Plus I really enjoy saucy, fuckoff lyrics like "come on home, but don't forget to leave" and "I know I won't be leaving here with you." A girl can sing along with this record from start to finish. That is why I never take passengers in my car.


There aren't many albums I can remember hearing for the first time. By this I do mean a song on the radio or friend's house or whatever, not literally the whole album, but the implication is you hear the song and then you procure the album that comes with it, unless it is a single. What I also mean is the details are clear: not only do you remember hearing it but you remember where you were, what you were doing, maybe what year it was.

I was in Prague the summer of 2004, hanging around a friend's apartment and thought it would be neat to turn on a radio and check out some Czech radio and maybe discover some Czech bands but of course pretty much every station was playing English language pop or rock. It was under these conditions that I first heard "Matinee."

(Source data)
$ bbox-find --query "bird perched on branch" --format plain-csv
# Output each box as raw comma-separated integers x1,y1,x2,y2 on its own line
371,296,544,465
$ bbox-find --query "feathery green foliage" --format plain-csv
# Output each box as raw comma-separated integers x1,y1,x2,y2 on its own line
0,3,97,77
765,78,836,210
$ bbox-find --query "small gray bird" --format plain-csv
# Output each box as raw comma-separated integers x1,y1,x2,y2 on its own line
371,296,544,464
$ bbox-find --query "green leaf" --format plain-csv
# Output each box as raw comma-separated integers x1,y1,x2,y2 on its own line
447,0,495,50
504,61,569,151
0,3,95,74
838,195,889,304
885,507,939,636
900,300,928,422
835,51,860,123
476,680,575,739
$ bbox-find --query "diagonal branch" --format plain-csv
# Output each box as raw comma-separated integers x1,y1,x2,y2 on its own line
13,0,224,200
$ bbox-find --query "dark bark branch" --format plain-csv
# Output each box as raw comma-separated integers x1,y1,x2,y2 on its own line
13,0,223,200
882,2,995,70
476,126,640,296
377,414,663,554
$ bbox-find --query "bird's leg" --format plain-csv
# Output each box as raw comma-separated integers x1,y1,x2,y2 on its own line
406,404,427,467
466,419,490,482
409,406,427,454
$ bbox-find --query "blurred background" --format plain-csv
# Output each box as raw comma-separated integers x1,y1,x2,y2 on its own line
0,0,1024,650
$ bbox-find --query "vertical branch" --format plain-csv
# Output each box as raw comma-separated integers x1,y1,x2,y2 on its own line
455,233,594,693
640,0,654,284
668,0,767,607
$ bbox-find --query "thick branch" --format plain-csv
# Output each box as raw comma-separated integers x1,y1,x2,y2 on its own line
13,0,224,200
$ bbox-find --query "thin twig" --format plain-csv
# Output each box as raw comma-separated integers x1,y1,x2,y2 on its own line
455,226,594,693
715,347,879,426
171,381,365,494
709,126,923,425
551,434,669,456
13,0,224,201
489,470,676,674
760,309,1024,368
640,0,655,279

## REQUIREMENT 1:
In the album review, write out the passage from "Plus I really" to "year it was.".
## REQUIREMENT 2:
According to the album review, which song did the writer first hear on the radio in Prague?
## REQUIREMENT 3:
Translate this sentence from the album review into Spanish: "There aren't many albums I can remember hearing for the first time."

## ANSWER SPACE 1:
Plus I really enjoy saucy, fuckoff lyrics like "come on home, but don't forget to leave" and "I know I won't be leaving here with you." A girl can sing along with this record from start to finish. That is why I never take passengers in my car.


There aren't many albums I can remember hearing for the first time. By this I do mean a song on the radio or friend's house or whatever, not literally the whole album, but the implication is you hear the song and then you procure the album that comes with it, unless it is a single. What I also mean is the details are clear: not only do you remember hearing it but you remember where you were, what you were doing, maybe what year it was.

## ANSWER SPACE 2:
"Matinee."

## ANSWER SPACE 3:
No hay muchos álbumes que recuerde haber escuchado por primera vez.